» **Supplied text**:
** Start **

So you haven't read any of these books and are wondering if they might interest you. Here's is a summary. These are spy stories set in the world of MI-5, the British domestic security service. Agents who have disgraced themselves and won't resign and can't be fired, are sent to a dead-end job at Slough House where they are set to boring data correlation tasks. The rest of the service refers to these agents as the slow horses. Presiding over Slough House is Jackson Lamb, an obese, flatulent, alcoholic, chain smoking, abusive nightmare of a boss who respects no one and somehow gets away with it probably because he knows where all the bodies are buried. Trouble seems to find its way to Slough House and, though no longer field agents, the misfit crew has to sort things out or get sorted out themselves.

I would say that it helps reading these books if you have some idea about current affairs and public leaders in Britain. Herron pokes fun at them frequently. Brexit is only referred to as You-Know-What.

Herron has a lot of fun with the agents of Slough House. Jackson Lamb is an HR nightmare but reaction to his abusive treatment of those working for him ranges from snorting to laugh-out-loud. I've read that Gary Oldman is in the running to play Lamb in a TV series which makes me a little nervous. He can pull off the sarcastic and scathing abuse that Lamb supplies but he doesn't have the physical appearance which is a big part of Lamb's character. They can't ignore that. But, then again he did play Churchill so there's hope.

** End **

» **Provided data**:
** Start **

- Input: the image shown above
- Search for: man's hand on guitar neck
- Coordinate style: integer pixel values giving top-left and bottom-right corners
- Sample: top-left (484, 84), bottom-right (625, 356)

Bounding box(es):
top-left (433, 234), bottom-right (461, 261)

** End **

» **Requirements**:
a. Rewrite the review from "I would say" to "to as You-Know-What.", putting "the United Kingdom" in place of "Britain".
b. For each statement, say whether the review agrees (yes or no) and quote the words that decide it: (i) Agents end up at Slough House after disgracing themselves. (ii) The books mention Brexit by name. (iii) Gary Oldman has been confirmed to play Lamb.
Work only from the review.

» **Responses**:
a.
I would say that it helps reading these books if you have some idea about current affairs and public leaders in the United Kingdom. Herron pokes fun at them frequently. Brexit is only referred to as You-Know-What.

b.
(i) Yes: "Agents who have disgraced themselves and won't resign and can't be fired, are sent to a dead-end job at Slough House"
(ii) No: "Brexit is only referred to as You-Know-What."
(iii) No: "I've read that Gary Oldman is in the running to play Lamb"